[Action item]:
Every line in the listing should be set down again verbatim.

[Data supplied]:

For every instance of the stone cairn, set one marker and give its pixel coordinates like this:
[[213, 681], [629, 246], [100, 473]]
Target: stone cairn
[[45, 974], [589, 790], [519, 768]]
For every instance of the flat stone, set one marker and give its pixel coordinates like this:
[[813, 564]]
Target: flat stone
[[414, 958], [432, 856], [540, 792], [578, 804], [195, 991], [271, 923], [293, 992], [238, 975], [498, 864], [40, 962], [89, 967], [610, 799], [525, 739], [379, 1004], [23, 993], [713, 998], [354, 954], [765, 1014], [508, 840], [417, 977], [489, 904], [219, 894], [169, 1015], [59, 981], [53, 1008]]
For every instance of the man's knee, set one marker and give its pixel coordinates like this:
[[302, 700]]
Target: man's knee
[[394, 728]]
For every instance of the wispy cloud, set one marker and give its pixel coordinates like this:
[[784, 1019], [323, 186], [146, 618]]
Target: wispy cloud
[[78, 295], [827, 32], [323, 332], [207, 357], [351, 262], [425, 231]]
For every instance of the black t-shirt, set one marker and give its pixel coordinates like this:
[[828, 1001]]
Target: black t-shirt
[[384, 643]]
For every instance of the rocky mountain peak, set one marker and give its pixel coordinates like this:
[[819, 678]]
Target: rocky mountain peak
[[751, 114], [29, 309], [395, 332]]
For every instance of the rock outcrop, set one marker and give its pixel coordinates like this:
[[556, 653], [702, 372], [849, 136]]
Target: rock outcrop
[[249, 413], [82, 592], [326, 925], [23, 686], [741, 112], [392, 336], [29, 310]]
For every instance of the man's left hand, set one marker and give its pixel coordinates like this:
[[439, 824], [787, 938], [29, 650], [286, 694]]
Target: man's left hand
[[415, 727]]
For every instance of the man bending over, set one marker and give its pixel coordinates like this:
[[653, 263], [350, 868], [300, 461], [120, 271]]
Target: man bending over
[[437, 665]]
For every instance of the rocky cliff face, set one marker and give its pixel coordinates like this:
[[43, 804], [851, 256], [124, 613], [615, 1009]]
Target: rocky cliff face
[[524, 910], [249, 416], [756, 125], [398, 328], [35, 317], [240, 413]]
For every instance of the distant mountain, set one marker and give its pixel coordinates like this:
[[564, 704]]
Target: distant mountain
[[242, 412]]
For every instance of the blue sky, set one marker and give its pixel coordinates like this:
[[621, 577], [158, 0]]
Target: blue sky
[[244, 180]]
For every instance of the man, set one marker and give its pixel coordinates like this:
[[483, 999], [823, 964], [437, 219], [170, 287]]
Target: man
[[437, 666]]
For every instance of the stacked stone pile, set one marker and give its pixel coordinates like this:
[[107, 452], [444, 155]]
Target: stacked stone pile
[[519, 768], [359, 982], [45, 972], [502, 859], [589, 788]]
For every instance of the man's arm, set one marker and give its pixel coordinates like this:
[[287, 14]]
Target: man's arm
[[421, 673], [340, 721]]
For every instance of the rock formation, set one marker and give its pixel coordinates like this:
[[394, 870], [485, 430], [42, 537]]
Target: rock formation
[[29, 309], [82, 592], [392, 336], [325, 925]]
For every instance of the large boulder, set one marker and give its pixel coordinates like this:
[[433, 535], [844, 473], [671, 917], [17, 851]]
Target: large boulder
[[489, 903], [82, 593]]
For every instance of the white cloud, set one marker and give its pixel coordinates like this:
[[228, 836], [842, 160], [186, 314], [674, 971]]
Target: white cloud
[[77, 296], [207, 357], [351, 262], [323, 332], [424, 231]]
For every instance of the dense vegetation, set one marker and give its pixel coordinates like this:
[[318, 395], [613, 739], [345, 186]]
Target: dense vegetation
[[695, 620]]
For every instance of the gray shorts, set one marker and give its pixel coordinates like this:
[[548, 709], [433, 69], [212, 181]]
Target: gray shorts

[Task answer]:
For every instance of the stone cairn, set one marker and give its pixel coordinates like this:
[[213, 681], [629, 246], [100, 473]]
Target: stone cairn
[[45, 974], [589, 790], [519, 768]]
For every instance of the flat stone, set one marker and give its pixel coordinates like this:
[[813, 564]]
Target: flat stone
[[414, 958], [432, 856], [540, 792], [578, 804], [195, 991], [271, 923], [293, 992], [238, 975], [498, 864], [40, 962], [89, 967], [610, 799], [525, 739], [379, 1004], [23, 993], [713, 998], [354, 954], [765, 1014], [508, 840], [417, 977], [489, 904], [219, 894], [169, 1015], [59, 981], [53, 1008]]
For every instance of the man's knee, set one marker and give its pixel coordinates like this:
[[302, 700]]
Target: man's knee
[[394, 728]]
For every instance of the wispy cloud, set one marker and give its pixel coordinates like this:
[[784, 1019], [323, 186], [146, 618]]
Target: wispy cloud
[[78, 295], [827, 32], [323, 332], [207, 357], [351, 262], [425, 231]]
For every instance of the black t-shirt, set one marker and give its pixel coordinates like this:
[[828, 1001]]
Target: black t-shirt
[[384, 643]]
For every instance of the rocky mountain peak, set one marker and give its pixel coordinates like this:
[[819, 678]]
Target: rocky mountain peak
[[751, 114], [29, 309], [395, 332]]
For every instance of the rock outcrop, set one marker and give its pixel coordinates like this:
[[556, 653], [702, 372], [849, 136]]
Target: rock outcrop
[[249, 413], [82, 592], [326, 925], [23, 686], [741, 112], [392, 336], [29, 310]]
For every instance of the man's left hand, set one marker and give its pixel coordinates like this:
[[439, 824], [787, 938], [29, 650], [286, 694]]
Target: man's left hand
[[415, 727]]
For every instance of the man bending over, set one marker and give its pixel coordinates like this:
[[653, 263], [350, 868], [300, 461], [120, 271]]
Target: man bending over
[[437, 665]]
For every instance of the rocky cliff face, set one marker and give its pixel coordinates like this:
[[43, 804], [851, 256], [124, 613], [615, 1009]]
Target: rocky cliff face
[[524, 910], [249, 416], [756, 125], [398, 328], [35, 317], [240, 413]]
For every instance of the distant mountain, set one marker and give its pixel coordinates like this:
[[564, 704]]
Target: distant mountain
[[242, 412]]
For every instance of the blue sky, set one marker and give its pixel coordinates like this:
[[621, 577], [158, 0]]
Target: blue sky
[[244, 180]]
For every instance of the man, set one marker and give its pixel coordinates like this:
[[483, 999], [823, 964], [437, 219], [170, 287]]
Target: man
[[437, 666]]
For every instance of the stacked stone pile, set one marker and give its pixel coordinates like this:
[[107, 452], [444, 155]]
Target: stacked stone pile
[[519, 768], [359, 982], [45, 972], [502, 859], [589, 788]]
For every instance of the man's arm, set one marker and give its pixel coordinates like this:
[[287, 14]]
Target: man's arm
[[421, 673], [340, 721]]
For every instance of the rock formation, set one marker and give its pixel coordinates like this:
[[394, 870], [485, 430], [42, 537]]
Target: rock formation
[[29, 309], [82, 592], [392, 336], [325, 925]]
For every instance of the large boulder, set one marker and give its pixel coordinates like this:
[[433, 535], [844, 473], [671, 917], [17, 851]]
Target: large boulder
[[489, 903], [82, 593]]
For every instance of the white cloud, set one marker and give its pixel coordinates like this:
[[228, 836], [842, 160], [186, 314], [674, 971]]
Target: white cloud
[[77, 296], [207, 357], [351, 262], [323, 332], [424, 231]]
For every instance of the dense vegetation, set one marker and give its pixel coordinates like this:
[[318, 395], [613, 739], [345, 186]]
Target: dense vegetation
[[695, 620]]
For every instance of the gray shorts, set one marker and give its pixel coordinates like this:
[[548, 709], [433, 69], [212, 181]]
Target: gray shorts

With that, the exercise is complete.